━━ Extract provided

Last week, Bernama, the Malaysian national news agency, issued a five-part series of feature articles on the Orang Asli societies, the Original People of Malaysia. The focus of the articles was on the assistance provided to the Semai, Batek, Chewong and 15 others groups by the Department of Orang Asli Affairs (JHEOA), the national agency charged with managing the aboriginal communities. The series emphasized the ways the Orang Asli are being helped by the government—and changed into modern citizens of the Malay state.
The first article, issued on Monday, lists the 18 Orang Asli societies and the three categories into which they are generally grouped: the Senoi, the Negritos, and the Proto Malays. The Semai and the Chewong are considered to be Senoi societies, and the Batek are Negritos. While the series does not specifically discuss the three peaceful societies, its overall emphasis and approach is worth attention.
According to statistics provided by JHEOA, there are now 141,230 Orang Asli individuals, 37 percent of whom still live “in the interior,” meaning, presumably, in reasonably traditional communities; 62 percent live in semi-urban areas and less than one percent in cities.
The first article quotes the Director General of JHEOA, Mohd Sani Mistam, extensively. He says that the mission of the agency is to integrate the Orang Asli peoples into mainstream Malaysian society. He argues that many of them resent being stereotyped as dowdy, filthy, or indolent. Members of the younger generation, he believes, particularly suffer from low self esteem.

━━━━
━━ Provided data

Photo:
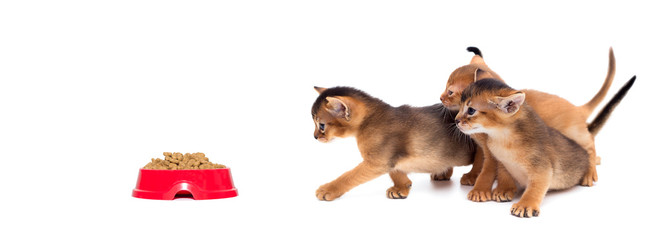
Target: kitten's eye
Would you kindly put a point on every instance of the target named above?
(471, 111)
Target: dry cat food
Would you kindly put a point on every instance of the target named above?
(178, 161)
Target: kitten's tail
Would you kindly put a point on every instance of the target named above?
(595, 126)
(594, 102)
(477, 59)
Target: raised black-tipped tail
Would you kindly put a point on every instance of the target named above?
(595, 126)
(475, 51)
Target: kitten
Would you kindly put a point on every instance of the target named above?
(555, 111)
(393, 140)
(538, 157)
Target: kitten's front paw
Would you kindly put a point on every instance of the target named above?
(590, 177)
(479, 195)
(398, 193)
(327, 192)
(525, 210)
(503, 195)
(468, 179)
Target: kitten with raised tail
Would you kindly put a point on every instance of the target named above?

━━━━

# What to do:
(a) In the passage on the Bernama series about the Orang Asli, what percentage of Orang Asli individuals live in semi-urban areas?
(b) Extend the passage on the Bernama series about the Orang Asli, picking up after its final sentence.

# Responses per task:
(a) 62 percent

(b)
A hopeful sign, he says, is that more mixed marriages are occurring: “This is the testament that our efforts for a more systematic development [have] been accepted by the community. This is the positive change that we have been hoping for.” The Bernama journalist writes that the people are slowly changing from their earlier, forest-based, subsistence lifestyle into “a more contemporary one.” They are increasingly working on farms or as wage laborers. Mohd Sani argues that these changes fulfill the development planning of the government.
The journalist, Melati Mohd Ariff, repeats JHEOA statistics about the reduction of poverty among Orang Asli families, from 19,433 poor households several years ago down to 1,810 this April. She provides details about the health and education programs run by the agency, and she indicates that some Orang Asli youths receive effective vocational training, such as repairing cars and motorbikes. She adds, “meanwhile, the fairer sex of the Orang Asli can opt for the sewing or hairstyling course and up to 2008 a total of 331 Orang Asli girls underwent training in [these] two courses.”
The government formed five focus groups last July to study the problems faced by the Orang Asli in the areas of education, amenities, health, economy and traditional knowledge. Mohd Sani, the JHEOA Director General, emphasizes that no one will be left out of the development process—except those who want to remain on the sidelines of progress. “If there is anyone left out, it is probably due to their reluctance to change their traditional way of life,” he says.
Tuesday’s article discusses the achievements and attitudes of Awang bin Alok, 69, the headman of the Orang Asli village of Kampung Gumum. He has a very positive take on the developments he has seen in his community, thanks to modernization, such as electricity, piped water, a paved road, and many comfortable houses. He praises JHEOA effusively.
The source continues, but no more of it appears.